--- Task brief ---
Render the entries from the line containing "One point marks each instance of the parrot's eye." through the last line of the entries, both included, as a JSON list of strings with one string per line and blank lines left out.

--- Exercise material ---
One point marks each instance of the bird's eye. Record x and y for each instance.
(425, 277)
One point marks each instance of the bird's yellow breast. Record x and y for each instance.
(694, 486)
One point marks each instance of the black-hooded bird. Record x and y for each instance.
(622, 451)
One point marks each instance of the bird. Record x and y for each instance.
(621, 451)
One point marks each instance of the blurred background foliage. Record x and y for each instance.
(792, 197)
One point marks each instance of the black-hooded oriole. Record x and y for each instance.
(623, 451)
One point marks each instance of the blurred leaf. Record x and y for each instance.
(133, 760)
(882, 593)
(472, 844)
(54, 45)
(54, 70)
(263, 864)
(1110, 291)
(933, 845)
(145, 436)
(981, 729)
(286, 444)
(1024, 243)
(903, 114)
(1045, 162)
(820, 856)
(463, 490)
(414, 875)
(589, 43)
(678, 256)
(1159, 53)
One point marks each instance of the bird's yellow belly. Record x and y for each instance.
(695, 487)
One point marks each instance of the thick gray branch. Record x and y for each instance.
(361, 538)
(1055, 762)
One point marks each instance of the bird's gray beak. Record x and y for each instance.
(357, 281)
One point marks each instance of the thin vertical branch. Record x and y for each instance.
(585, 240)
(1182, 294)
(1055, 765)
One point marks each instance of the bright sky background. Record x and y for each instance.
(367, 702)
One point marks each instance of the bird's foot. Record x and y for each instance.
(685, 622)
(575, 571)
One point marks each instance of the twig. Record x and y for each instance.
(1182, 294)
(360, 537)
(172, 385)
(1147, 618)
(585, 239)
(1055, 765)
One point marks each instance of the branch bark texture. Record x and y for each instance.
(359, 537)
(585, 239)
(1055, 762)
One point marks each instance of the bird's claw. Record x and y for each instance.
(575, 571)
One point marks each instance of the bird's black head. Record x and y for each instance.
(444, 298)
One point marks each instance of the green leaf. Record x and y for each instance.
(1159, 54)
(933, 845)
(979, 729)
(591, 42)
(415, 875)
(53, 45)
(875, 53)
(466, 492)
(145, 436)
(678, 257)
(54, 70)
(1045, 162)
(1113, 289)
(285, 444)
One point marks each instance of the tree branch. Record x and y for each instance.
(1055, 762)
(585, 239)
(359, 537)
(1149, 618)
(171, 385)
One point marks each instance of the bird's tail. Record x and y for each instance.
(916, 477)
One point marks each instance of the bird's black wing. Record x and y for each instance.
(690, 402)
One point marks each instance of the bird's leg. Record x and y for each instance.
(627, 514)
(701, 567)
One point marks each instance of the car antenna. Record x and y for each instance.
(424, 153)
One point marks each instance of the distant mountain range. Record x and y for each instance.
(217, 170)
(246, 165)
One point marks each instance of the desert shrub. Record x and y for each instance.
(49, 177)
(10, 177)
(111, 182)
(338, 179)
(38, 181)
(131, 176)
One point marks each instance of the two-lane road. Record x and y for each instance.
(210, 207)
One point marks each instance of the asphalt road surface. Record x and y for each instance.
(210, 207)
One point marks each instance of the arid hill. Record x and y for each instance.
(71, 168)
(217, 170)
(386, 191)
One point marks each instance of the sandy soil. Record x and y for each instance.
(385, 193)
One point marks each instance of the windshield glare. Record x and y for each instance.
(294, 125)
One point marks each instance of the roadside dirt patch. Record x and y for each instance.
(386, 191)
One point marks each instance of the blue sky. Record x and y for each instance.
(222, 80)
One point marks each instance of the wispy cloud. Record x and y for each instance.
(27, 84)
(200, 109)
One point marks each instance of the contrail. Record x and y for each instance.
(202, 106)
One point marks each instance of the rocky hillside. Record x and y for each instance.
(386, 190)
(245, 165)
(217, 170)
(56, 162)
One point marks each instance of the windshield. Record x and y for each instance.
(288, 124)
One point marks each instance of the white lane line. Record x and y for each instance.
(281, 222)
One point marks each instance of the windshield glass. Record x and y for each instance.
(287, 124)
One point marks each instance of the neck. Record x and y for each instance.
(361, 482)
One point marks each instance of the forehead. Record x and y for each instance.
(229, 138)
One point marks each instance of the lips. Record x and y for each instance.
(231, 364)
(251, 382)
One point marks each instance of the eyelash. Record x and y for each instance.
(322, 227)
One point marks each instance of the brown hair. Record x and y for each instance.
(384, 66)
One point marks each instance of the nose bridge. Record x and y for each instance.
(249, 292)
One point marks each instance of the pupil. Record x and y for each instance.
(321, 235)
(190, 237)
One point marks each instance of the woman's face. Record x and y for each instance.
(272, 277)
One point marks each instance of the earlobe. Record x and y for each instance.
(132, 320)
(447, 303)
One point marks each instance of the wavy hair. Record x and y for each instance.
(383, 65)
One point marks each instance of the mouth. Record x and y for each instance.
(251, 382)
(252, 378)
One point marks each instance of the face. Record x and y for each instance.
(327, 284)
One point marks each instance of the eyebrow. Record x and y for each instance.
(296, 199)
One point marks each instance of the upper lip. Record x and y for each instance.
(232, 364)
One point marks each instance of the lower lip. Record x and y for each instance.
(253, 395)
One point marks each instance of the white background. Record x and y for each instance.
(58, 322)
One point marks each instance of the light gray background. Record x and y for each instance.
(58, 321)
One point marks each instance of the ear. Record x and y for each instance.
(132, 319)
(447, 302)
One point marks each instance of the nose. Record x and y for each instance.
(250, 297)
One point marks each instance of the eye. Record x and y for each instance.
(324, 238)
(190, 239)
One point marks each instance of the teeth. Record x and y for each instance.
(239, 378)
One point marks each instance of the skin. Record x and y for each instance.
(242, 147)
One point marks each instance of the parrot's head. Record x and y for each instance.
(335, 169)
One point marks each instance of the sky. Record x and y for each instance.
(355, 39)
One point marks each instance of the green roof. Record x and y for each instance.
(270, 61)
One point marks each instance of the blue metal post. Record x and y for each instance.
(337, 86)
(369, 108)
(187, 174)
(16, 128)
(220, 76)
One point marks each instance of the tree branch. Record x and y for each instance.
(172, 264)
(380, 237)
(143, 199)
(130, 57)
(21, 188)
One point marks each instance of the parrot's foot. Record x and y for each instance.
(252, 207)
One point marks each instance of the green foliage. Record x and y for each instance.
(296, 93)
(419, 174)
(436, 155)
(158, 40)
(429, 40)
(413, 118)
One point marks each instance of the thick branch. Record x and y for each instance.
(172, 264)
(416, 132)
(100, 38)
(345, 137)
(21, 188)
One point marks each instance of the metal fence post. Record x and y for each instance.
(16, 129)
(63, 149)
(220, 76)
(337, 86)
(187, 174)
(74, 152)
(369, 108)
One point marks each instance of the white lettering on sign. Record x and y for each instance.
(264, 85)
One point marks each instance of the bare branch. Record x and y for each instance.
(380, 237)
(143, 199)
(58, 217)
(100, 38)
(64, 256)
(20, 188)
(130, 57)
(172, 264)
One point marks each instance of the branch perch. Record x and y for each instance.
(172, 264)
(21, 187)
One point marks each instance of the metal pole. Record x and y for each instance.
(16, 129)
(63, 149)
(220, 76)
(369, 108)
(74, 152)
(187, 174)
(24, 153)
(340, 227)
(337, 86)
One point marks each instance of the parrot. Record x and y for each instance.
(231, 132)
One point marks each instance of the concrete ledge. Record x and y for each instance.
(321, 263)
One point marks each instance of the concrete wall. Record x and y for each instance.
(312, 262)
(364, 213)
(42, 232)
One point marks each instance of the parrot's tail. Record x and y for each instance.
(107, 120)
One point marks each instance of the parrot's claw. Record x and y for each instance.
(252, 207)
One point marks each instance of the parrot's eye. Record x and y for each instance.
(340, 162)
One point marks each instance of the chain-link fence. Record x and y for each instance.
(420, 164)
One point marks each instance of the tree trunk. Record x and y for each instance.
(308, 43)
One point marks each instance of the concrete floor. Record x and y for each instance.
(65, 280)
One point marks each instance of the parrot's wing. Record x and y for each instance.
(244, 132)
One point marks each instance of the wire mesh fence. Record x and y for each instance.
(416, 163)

--- Solved problem ---
[
  "One point marks each instance of the parrot's eye. Record x and y for each instance.",
  "(340, 162)",
  "One point marks each instance of the chain-link fence. Record x and y for each instance.",
  "(420, 164)",
  "One point marks each instance of the tree trunk. Record x and y for each instance.",
  "(308, 43)",
  "One point marks each instance of the concrete floor. Record x and y for each instance.",
  "(65, 280)",
  "One point marks each instance of the parrot's wing. Record x and y for each instance.",
  "(244, 132)",
  "One point marks each instance of the wire mesh fence. Record x and y for each instance.",
  "(416, 163)"
]